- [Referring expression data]
..............................

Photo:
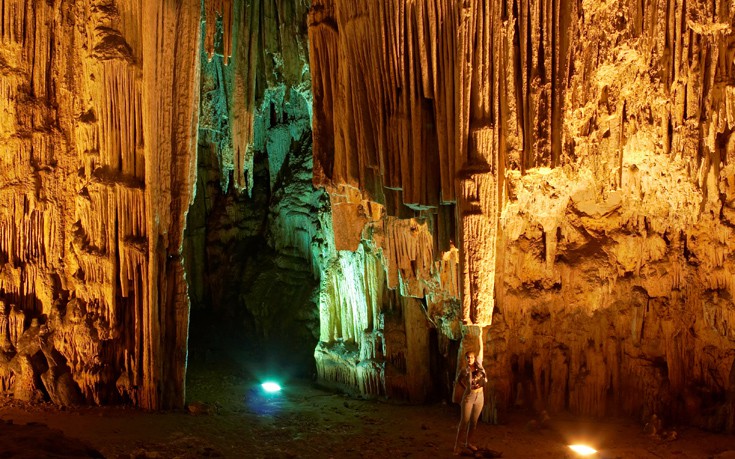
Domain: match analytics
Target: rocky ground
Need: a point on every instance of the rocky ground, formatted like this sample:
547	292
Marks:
231	418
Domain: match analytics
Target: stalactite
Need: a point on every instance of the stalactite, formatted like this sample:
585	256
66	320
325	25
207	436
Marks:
214	9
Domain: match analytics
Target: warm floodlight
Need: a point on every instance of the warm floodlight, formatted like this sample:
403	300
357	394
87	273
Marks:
271	387
583	450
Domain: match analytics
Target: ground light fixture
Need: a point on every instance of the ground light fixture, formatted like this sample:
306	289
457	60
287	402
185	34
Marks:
271	387
583	450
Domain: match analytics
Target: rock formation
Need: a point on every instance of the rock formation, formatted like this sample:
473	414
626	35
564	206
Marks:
97	175
577	155
391	182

..............................

- [What needs to be done] Report how many lines of the entries hold the word "stalactite". Nothing else is needed.

- [Answer section] 2